━━━━━ GIVEN DATA ━━━━━
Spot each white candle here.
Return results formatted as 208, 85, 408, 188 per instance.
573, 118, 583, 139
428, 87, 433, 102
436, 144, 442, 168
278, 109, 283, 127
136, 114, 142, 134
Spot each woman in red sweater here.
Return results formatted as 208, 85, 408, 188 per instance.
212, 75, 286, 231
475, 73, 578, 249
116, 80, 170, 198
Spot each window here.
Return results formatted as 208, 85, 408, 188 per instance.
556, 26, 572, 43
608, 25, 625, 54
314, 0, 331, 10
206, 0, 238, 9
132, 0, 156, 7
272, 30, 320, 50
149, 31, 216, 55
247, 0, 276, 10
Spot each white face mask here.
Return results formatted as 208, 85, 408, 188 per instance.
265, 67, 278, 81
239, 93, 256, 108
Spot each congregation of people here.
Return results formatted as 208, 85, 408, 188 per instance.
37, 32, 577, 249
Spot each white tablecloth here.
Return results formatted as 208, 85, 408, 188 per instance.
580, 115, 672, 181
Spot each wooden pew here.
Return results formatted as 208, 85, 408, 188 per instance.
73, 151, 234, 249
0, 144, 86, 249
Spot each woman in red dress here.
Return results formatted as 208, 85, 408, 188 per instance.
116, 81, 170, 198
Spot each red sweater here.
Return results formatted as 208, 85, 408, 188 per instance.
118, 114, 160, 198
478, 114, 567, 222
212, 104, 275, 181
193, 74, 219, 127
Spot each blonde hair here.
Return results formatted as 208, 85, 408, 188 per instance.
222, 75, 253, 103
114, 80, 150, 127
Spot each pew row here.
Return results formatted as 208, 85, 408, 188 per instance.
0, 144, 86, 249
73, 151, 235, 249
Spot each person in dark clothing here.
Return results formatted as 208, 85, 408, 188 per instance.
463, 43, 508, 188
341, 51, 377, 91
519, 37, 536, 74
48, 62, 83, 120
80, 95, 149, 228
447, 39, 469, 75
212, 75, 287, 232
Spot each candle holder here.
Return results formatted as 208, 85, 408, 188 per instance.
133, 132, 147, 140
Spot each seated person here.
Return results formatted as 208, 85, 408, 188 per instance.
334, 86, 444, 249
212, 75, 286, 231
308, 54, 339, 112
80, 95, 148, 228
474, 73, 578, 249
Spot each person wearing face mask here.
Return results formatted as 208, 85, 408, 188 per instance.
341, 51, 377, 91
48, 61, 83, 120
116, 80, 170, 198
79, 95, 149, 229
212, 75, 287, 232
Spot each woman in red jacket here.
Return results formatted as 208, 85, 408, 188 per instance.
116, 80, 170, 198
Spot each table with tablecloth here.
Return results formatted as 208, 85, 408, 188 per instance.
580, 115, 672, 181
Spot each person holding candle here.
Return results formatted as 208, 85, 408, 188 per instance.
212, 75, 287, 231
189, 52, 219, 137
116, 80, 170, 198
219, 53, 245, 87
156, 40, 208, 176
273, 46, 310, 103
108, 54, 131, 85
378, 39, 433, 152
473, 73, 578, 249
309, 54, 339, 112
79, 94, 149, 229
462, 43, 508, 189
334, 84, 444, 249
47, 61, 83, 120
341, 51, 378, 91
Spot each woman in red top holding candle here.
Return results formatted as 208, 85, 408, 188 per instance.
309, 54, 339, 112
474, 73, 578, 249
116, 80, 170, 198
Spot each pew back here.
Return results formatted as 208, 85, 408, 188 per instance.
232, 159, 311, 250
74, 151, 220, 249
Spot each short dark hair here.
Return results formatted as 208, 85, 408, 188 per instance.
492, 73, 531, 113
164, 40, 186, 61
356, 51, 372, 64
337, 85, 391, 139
━━━━━
**EXERCISE OBJECTIVE**
Quote every record above exactly.

**RESULT FOR THIS TASK**
Spot each white candle here.
Return results formatted as 208, 85, 408, 188 per instance.
573, 118, 583, 139
428, 87, 433, 102
436, 144, 442, 168
278, 109, 283, 127
136, 114, 142, 134
Spot each woman in red sweater here.
Return results formatted as 208, 85, 408, 188 per instance.
212, 75, 286, 231
475, 73, 578, 249
116, 80, 170, 198
Spot each window here.
Return results formatted as 208, 85, 408, 188 per instance.
556, 26, 572, 43
608, 25, 625, 54
314, 0, 331, 10
206, 0, 238, 9
132, 0, 156, 7
272, 30, 320, 50
149, 31, 216, 55
247, 0, 276, 10
Spot each white face mask here.
Return results formatted as 208, 85, 408, 188 per instance.
265, 67, 278, 81
239, 93, 256, 108
Spot each congregation of people here.
Return results formatted as 208, 85, 408, 188 per instance.
37, 32, 577, 249
Spot each white tablecloth here.
Return results formatted as 208, 85, 408, 188 per instance.
580, 115, 672, 181
Spot each wooden pew here.
Return results formatted as 208, 85, 408, 188 per instance.
73, 151, 234, 249
0, 144, 86, 249
Spot each woman in red dress here.
Return results formatted as 208, 85, 408, 188 per instance.
116, 81, 170, 198
Spot each red sweater here.
Return results formatted as 208, 85, 408, 188 per instance.
118, 114, 160, 198
478, 114, 567, 222
212, 104, 275, 181
193, 74, 219, 127
Spot each blonde hair here.
Return results formatted as 208, 85, 408, 188 per instance.
222, 75, 253, 103
114, 80, 150, 127
Spot each pew row here.
Return results formatted as 208, 85, 408, 188 per instance.
0, 144, 86, 249
73, 151, 235, 249
Spot each person in dark clothing here.
Return results formatted as 208, 85, 408, 188 per instance.
463, 43, 508, 188
341, 51, 377, 91
519, 37, 536, 74
48, 62, 83, 120
80, 95, 149, 228
447, 39, 469, 75
212, 75, 287, 232
Spot each candle holder here.
Return results formatted as 208, 85, 408, 188 per instance.
133, 132, 147, 140
Spot each seated person here.
Return results formatted as 208, 85, 408, 188 per instance.
334, 86, 444, 249
212, 75, 286, 231
308, 54, 339, 112
80, 95, 148, 228
474, 73, 578, 249
Spot each person wearing face mask here.
Return results formatted as 208, 85, 408, 188 per instance.
341, 51, 377, 91
48, 61, 83, 120
116, 80, 170, 198
79, 95, 149, 229
212, 75, 287, 232
Spot each woman in red jacket here.
Return results formatted as 208, 85, 408, 188 per instance.
116, 80, 170, 198
Spot each table with tablecloth here.
Return results formatted as 208, 85, 408, 188 per instance.
580, 115, 672, 181
Spot each person holding candle here.
Return results formatted as 208, 85, 408, 188 per instance.
212, 75, 287, 231
189, 52, 219, 137
116, 80, 170, 198
219, 53, 245, 87
156, 40, 208, 176
273, 46, 310, 103
108, 54, 131, 85
378, 39, 433, 152
473, 73, 578, 249
309, 54, 339, 112
79, 94, 149, 229
462, 43, 508, 189
334, 84, 444, 249
47, 61, 83, 120
341, 51, 378, 91
Spot each woman in red top holding candle here.
Return results formatted as 208, 85, 408, 188 per instance.
309, 54, 339, 112
474, 73, 578, 249
116, 80, 170, 198
Spot each pew back here.
Return results formatted as 208, 85, 408, 188 per instance.
232, 159, 311, 250
74, 151, 220, 249
Spot each short dark hair here.
Return results formatted as 208, 85, 408, 188 per instance.
492, 73, 531, 113
164, 40, 186, 61
356, 51, 372, 64
337, 85, 391, 139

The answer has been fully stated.